### Source extract ###

BY MIKE MAGEE

“The title of our lands is free, clear, and absolute, and every proprietor of the land is a princess his own domains, and lord paramount of the fee.” 

Jesse Root, 1798, Chief Justice of the Connecticut Supreme Court

When it came to social hierarchy and family position, land was the ultimate measure of success and influence in Great Britain. But by the time of the American Revolution, our Founders were already fast at work dismantling Primogeniture (“the right of succession belonging to the firstborn child, especially the feudal rule by which the whole real estate of an intestate passed to the eldest son.”) It had already largely disappeared in New England, and was gone in the southern colonies by 1800.

In its place, the colonists envisioned a “free and mobile market,” where land could be traded like money and other goods. To do so, the original land grants and “feudal tenures” were obliterated, and their legal documents swept clean by the new law of the land. The decisions on ownership were made locally, empirically and by “common wish” of those in power.

Property was meant to be traded, fast and furious, but most of all put to “productive use” in a young nation obsessed with rapid growth. As legal historian, Lawrence Friedman, suggested, “In land lay the hope of national wealth; for countless families, it was their chance to make some money. The land, once it was cleared of the native peoples (by hook or by crook), and properly surveyed, was traded with speed and fury. Speculation in raw lands was almost a kind of national lottery.”

### Supplied data ###

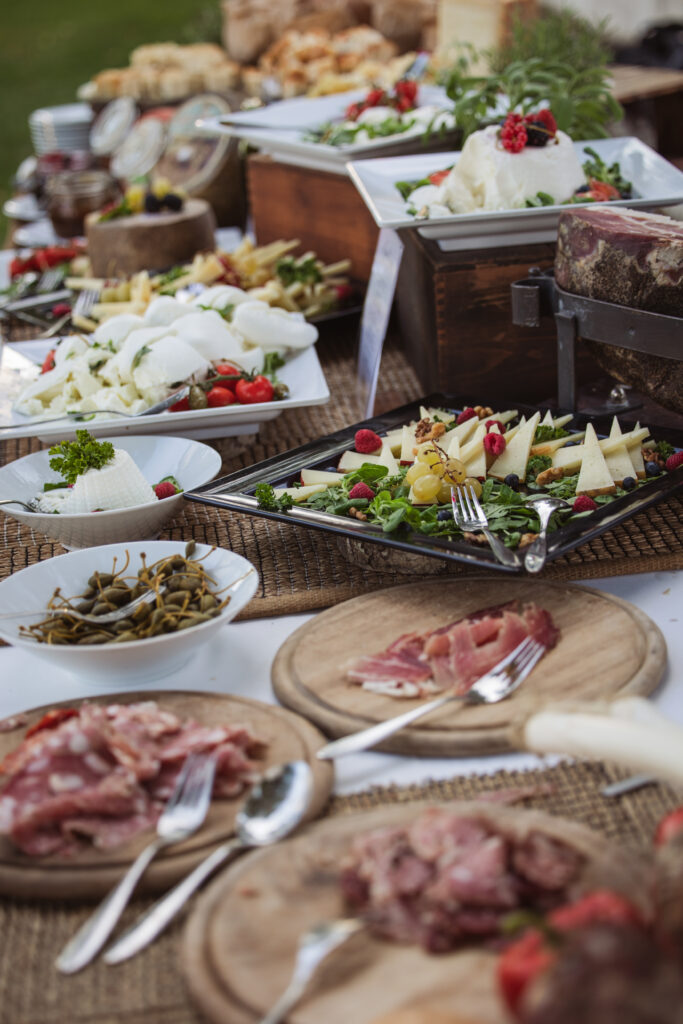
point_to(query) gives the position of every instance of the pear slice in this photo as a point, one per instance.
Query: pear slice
(516, 454)
(594, 477)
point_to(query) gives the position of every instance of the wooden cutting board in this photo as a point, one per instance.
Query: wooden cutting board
(237, 964)
(607, 648)
(92, 873)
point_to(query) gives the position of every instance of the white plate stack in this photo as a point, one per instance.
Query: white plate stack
(60, 129)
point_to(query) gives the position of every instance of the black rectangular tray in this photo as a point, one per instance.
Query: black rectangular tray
(237, 491)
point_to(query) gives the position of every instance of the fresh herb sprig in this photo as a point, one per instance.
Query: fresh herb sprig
(71, 459)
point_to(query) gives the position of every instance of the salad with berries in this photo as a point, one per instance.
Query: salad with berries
(402, 481)
(383, 113)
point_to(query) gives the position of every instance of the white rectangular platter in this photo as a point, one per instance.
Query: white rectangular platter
(655, 183)
(19, 364)
(304, 114)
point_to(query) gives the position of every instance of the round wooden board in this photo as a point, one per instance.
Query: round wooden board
(91, 873)
(240, 942)
(607, 648)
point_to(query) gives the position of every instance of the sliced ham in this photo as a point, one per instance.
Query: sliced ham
(453, 656)
(447, 878)
(97, 775)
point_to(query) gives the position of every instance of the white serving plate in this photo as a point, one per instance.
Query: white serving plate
(302, 373)
(119, 666)
(191, 463)
(310, 112)
(655, 181)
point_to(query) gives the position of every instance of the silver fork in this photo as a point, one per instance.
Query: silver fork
(182, 815)
(469, 515)
(498, 684)
(314, 946)
(85, 302)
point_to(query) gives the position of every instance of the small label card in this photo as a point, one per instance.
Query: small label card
(376, 311)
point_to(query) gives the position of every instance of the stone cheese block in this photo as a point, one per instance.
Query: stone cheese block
(148, 241)
(633, 259)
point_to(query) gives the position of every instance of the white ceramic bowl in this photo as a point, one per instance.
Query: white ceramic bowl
(189, 462)
(118, 666)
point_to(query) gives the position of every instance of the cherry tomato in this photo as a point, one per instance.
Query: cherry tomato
(219, 396)
(180, 407)
(249, 392)
(48, 361)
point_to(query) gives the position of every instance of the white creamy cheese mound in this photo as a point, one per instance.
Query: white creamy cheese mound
(488, 177)
(118, 484)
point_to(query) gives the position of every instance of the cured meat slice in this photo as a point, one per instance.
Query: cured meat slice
(100, 774)
(450, 877)
(453, 656)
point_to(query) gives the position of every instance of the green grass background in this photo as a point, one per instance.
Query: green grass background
(49, 47)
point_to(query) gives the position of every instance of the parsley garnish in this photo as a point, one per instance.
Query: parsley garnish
(73, 458)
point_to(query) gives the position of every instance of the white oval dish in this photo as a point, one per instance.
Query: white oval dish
(191, 463)
(119, 666)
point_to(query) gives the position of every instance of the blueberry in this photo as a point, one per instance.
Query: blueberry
(152, 204)
(172, 202)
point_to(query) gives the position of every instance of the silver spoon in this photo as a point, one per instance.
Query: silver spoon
(535, 557)
(273, 808)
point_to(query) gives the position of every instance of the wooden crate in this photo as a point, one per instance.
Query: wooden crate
(321, 209)
(456, 321)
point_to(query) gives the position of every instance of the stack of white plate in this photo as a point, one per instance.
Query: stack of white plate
(60, 129)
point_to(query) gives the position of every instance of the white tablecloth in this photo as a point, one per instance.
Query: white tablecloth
(239, 659)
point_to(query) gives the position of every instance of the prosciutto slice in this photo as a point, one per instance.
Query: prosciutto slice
(449, 878)
(453, 656)
(97, 775)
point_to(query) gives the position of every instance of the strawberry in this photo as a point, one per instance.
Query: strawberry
(367, 441)
(165, 489)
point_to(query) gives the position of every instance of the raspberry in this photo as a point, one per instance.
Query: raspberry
(367, 441)
(466, 414)
(165, 489)
(495, 444)
(513, 133)
(495, 423)
(584, 504)
(361, 491)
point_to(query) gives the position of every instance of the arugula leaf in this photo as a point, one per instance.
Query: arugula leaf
(73, 458)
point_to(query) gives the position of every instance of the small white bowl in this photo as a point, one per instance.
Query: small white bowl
(117, 666)
(189, 462)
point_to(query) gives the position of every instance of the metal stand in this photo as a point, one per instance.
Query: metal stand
(577, 316)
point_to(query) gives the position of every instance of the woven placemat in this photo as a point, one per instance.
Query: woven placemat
(150, 988)
(305, 569)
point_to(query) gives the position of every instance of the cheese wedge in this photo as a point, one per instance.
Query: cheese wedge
(620, 465)
(394, 439)
(594, 476)
(516, 454)
(474, 446)
(550, 448)
(300, 494)
(309, 476)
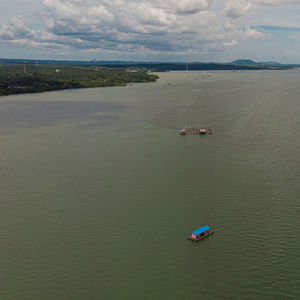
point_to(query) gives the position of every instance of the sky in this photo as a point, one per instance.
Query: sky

###

- **Exercises**:
1. From the land ownership passage above, return the text from "In its place, the" up to and including "those in power.".
2. According to the land ownership passage, by what year had primogeniture disappeared from the southern colonies?
3. Name every person the land ownership passage mentions by name.

- **Solutions to the exercise**:
1.
In its place, the colonists envisioned a “free and mobile market,” where land could be traded like money and other goods. To do so, the original land grants and “feudal tenures” were obliterated, and their legal documents swept clean by the new law of the land. The decisions on ownership were made locally, empirically and by “common wish” of those in power.

2. 1800

3. Mike Magee, Jesse Root, Lawrence Friedman